Copy the listing below word for word, from its first line through the line holding "310,260,347,277", with both ends included.

## SOURCE RECORDS
• • •

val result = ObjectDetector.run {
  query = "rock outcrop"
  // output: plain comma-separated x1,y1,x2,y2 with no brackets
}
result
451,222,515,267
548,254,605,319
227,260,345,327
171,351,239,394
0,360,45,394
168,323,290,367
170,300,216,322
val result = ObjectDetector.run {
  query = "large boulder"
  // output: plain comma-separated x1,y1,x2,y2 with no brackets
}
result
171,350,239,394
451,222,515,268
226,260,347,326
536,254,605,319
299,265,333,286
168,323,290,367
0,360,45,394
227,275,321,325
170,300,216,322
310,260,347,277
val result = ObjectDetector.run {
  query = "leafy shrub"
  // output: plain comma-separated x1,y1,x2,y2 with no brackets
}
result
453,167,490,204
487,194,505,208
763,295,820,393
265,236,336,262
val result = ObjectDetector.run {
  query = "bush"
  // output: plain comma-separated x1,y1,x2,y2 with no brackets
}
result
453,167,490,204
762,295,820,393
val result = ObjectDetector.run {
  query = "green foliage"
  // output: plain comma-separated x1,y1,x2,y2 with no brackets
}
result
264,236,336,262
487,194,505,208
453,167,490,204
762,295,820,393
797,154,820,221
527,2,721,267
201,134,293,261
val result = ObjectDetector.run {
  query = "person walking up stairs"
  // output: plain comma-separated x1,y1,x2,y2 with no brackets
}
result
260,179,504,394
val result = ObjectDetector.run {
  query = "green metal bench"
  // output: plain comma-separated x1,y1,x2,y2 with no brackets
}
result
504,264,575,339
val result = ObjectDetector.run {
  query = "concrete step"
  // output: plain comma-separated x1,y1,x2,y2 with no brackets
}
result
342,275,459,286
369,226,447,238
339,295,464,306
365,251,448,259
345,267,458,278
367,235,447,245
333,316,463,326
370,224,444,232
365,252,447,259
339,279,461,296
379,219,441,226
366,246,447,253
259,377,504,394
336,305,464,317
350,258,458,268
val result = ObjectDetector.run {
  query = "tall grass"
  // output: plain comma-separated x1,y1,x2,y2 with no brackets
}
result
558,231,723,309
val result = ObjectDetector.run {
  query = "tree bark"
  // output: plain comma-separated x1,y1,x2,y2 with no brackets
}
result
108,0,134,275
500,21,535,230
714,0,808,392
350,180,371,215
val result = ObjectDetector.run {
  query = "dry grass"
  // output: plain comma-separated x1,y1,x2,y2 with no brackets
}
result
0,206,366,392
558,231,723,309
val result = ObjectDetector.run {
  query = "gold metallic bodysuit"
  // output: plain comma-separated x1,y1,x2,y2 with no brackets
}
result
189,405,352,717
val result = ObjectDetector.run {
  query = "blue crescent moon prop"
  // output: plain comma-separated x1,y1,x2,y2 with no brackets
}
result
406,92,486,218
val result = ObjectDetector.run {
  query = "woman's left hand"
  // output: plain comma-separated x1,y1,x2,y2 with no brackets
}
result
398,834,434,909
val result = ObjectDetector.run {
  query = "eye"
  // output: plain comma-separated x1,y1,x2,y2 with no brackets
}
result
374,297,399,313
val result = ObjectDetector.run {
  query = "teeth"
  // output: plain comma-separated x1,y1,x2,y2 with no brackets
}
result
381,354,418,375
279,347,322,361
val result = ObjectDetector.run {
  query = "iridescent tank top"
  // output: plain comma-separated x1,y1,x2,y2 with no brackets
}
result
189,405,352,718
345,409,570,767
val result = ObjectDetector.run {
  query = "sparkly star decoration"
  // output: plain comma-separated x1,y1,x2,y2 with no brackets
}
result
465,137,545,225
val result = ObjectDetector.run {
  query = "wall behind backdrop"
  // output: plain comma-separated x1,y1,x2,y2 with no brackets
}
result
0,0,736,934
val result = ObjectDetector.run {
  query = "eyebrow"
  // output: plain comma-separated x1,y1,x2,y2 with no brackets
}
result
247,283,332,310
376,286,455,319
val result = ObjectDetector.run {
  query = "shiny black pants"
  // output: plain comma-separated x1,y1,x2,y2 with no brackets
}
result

• • •

## ANSWER TO THIS PROBLEM
val result = ObjectDetector.run {
  query = "rock outcrop"
  // output: plain comma-separated x1,y1,x2,y2 with no brackets
}
result
451,222,515,267
548,254,605,319
227,260,345,327
171,351,239,394
0,360,45,394
168,323,290,367
170,300,216,322
val result = ObjectDetector.run {
  query = "large boulder"
  // output: plain comma-separated x1,y1,x2,y2 with no brackets
}
result
171,350,239,394
451,222,515,268
226,260,347,326
536,254,605,319
299,265,333,286
168,323,290,367
0,360,45,394
227,275,321,325
170,300,216,322
310,260,347,277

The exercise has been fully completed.